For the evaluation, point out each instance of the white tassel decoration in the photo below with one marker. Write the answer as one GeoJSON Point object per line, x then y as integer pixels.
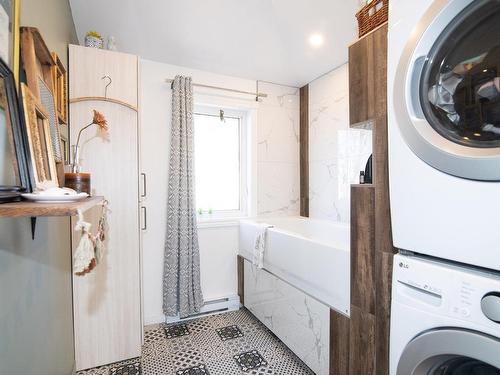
{"type": "Point", "coordinates": [84, 258]}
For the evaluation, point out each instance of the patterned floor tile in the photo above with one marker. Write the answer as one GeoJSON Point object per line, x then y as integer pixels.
{"type": "Point", "coordinates": [126, 369]}
{"type": "Point", "coordinates": [238, 345]}
{"type": "Point", "coordinates": [153, 335]}
{"type": "Point", "coordinates": [224, 366]}
{"type": "Point", "coordinates": [102, 370]}
{"type": "Point", "coordinates": [229, 332]}
{"type": "Point", "coordinates": [160, 365]}
{"type": "Point", "coordinates": [178, 344]}
{"type": "Point", "coordinates": [187, 359]}
{"type": "Point", "coordinates": [210, 346]}
{"type": "Point", "coordinates": [291, 365]}
{"type": "Point", "coordinates": [195, 370]}
{"type": "Point", "coordinates": [250, 360]}
{"type": "Point", "coordinates": [197, 347]}
{"type": "Point", "coordinates": [200, 325]}
{"type": "Point", "coordinates": [176, 330]}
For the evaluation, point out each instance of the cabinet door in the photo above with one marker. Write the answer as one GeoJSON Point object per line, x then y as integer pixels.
{"type": "Point", "coordinates": [107, 301]}
{"type": "Point", "coordinates": [90, 65]}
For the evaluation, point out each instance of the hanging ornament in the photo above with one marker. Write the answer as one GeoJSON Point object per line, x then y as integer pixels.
{"type": "Point", "coordinates": [100, 236]}
{"type": "Point", "coordinates": [84, 258]}
{"type": "Point", "coordinates": [90, 250]}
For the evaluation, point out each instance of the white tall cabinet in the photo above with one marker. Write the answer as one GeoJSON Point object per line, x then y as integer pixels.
{"type": "Point", "coordinates": [107, 301]}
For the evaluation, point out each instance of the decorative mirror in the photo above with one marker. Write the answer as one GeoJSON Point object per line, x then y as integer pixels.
{"type": "Point", "coordinates": [14, 173]}
{"type": "Point", "coordinates": [41, 152]}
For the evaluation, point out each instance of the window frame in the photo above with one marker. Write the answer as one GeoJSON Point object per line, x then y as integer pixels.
{"type": "Point", "coordinates": [242, 115]}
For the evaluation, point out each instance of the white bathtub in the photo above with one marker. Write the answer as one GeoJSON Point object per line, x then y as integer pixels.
{"type": "Point", "coordinates": [311, 255]}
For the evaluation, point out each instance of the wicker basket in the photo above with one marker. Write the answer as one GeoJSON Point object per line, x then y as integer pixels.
{"type": "Point", "coordinates": [372, 15]}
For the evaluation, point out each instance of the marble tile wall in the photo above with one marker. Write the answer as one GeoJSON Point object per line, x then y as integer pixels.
{"type": "Point", "coordinates": [298, 320]}
{"type": "Point", "coordinates": [278, 151]}
{"type": "Point", "coordinates": [336, 153]}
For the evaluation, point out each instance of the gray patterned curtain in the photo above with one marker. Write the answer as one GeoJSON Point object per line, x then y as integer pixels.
{"type": "Point", "coordinates": [181, 274]}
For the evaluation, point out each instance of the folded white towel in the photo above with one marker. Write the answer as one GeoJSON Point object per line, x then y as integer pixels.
{"type": "Point", "coordinates": [260, 244]}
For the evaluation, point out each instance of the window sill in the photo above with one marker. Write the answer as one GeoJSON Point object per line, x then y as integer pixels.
{"type": "Point", "coordinates": [225, 222]}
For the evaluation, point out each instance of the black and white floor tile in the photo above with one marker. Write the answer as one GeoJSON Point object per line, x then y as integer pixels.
{"type": "Point", "coordinates": [234, 343]}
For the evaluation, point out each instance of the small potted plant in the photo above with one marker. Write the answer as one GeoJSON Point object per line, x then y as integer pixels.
{"type": "Point", "coordinates": [76, 179]}
{"type": "Point", "coordinates": [94, 39]}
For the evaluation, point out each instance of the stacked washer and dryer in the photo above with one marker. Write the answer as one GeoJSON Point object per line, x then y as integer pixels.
{"type": "Point", "coordinates": [444, 172]}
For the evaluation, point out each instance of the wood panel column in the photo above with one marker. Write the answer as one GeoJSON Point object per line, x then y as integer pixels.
{"type": "Point", "coordinates": [304, 150]}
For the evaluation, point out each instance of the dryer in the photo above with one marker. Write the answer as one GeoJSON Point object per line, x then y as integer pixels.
{"type": "Point", "coordinates": [444, 128]}
{"type": "Point", "coordinates": [445, 319]}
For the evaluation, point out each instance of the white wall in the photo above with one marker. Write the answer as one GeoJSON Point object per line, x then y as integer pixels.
{"type": "Point", "coordinates": [336, 152]}
{"type": "Point", "coordinates": [276, 171]}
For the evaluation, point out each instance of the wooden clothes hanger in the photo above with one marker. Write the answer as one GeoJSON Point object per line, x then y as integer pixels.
{"type": "Point", "coordinates": [104, 98]}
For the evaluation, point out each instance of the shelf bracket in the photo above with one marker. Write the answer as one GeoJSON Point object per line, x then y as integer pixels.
{"type": "Point", "coordinates": [33, 227]}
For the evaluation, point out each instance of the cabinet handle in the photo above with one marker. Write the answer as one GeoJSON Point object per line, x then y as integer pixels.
{"type": "Point", "coordinates": [145, 218]}
{"type": "Point", "coordinates": [144, 186]}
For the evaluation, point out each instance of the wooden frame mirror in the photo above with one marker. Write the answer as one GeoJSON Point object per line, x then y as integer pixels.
{"type": "Point", "coordinates": [14, 169]}
{"type": "Point", "coordinates": [38, 64]}
{"type": "Point", "coordinates": [40, 141]}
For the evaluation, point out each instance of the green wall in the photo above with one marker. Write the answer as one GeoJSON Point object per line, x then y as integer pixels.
{"type": "Point", "coordinates": [36, 324]}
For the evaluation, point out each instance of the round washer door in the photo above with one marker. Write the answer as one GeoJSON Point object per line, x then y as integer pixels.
{"type": "Point", "coordinates": [447, 89]}
{"type": "Point", "coordinates": [451, 352]}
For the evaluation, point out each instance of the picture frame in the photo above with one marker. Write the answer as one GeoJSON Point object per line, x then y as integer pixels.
{"type": "Point", "coordinates": [14, 164]}
{"type": "Point", "coordinates": [41, 154]}
{"type": "Point", "coordinates": [38, 64]}
{"type": "Point", "coordinates": [65, 149]}
{"type": "Point", "coordinates": [9, 35]}
{"type": "Point", "coordinates": [59, 80]}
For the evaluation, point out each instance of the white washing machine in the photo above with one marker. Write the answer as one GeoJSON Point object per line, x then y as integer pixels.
{"type": "Point", "coordinates": [444, 128]}
{"type": "Point", "coordinates": [445, 319]}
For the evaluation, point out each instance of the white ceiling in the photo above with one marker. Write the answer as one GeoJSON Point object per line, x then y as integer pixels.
{"type": "Point", "coordinates": [255, 39]}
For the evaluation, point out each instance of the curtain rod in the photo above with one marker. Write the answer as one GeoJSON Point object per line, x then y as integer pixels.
{"type": "Point", "coordinates": [256, 94]}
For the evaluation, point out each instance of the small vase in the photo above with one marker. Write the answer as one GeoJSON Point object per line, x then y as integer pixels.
{"type": "Point", "coordinates": [94, 42]}
{"type": "Point", "coordinates": [80, 182]}
{"type": "Point", "coordinates": [75, 159]}
{"type": "Point", "coordinates": [76, 179]}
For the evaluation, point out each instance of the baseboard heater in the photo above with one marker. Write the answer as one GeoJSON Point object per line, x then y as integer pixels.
{"type": "Point", "coordinates": [214, 306]}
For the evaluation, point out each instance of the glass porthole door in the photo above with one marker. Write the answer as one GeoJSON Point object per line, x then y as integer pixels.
{"type": "Point", "coordinates": [447, 90]}
{"type": "Point", "coordinates": [450, 351]}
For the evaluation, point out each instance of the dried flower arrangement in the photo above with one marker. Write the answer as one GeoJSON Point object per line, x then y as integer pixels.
{"type": "Point", "coordinates": [94, 34]}
{"type": "Point", "coordinates": [99, 120]}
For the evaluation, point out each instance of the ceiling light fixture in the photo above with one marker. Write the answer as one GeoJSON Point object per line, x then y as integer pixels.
{"type": "Point", "coordinates": [316, 40]}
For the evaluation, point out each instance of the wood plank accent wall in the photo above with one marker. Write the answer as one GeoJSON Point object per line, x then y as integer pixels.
{"type": "Point", "coordinates": [241, 278]}
{"type": "Point", "coordinates": [304, 151]}
{"type": "Point", "coordinates": [371, 236]}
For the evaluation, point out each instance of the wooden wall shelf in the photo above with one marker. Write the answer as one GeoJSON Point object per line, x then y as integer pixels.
{"type": "Point", "coordinates": [36, 209]}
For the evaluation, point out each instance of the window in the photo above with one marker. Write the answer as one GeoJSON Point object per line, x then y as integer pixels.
{"type": "Point", "coordinates": [220, 169]}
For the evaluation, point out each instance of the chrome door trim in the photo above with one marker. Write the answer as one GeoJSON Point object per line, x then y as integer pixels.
{"type": "Point", "coordinates": [428, 349]}
{"type": "Point", "coordinates": [423, 140]}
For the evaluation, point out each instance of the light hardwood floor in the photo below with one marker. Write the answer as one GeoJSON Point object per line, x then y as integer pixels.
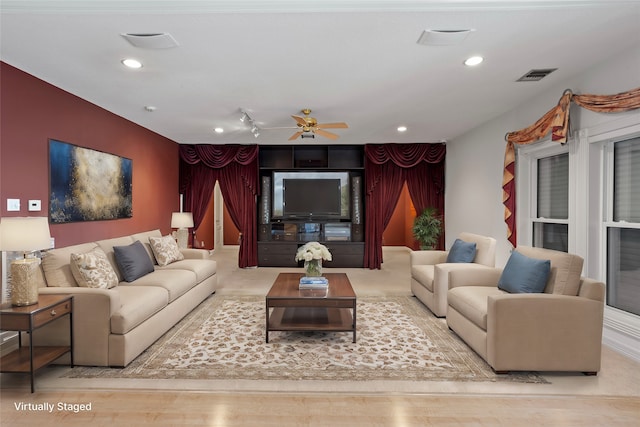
-*-
# TASK INSTRUCTIONS
How many lines in the items above contain the string "small"? Case counts. Give only the number.

# OUTPUT OF THE EXERCISE
2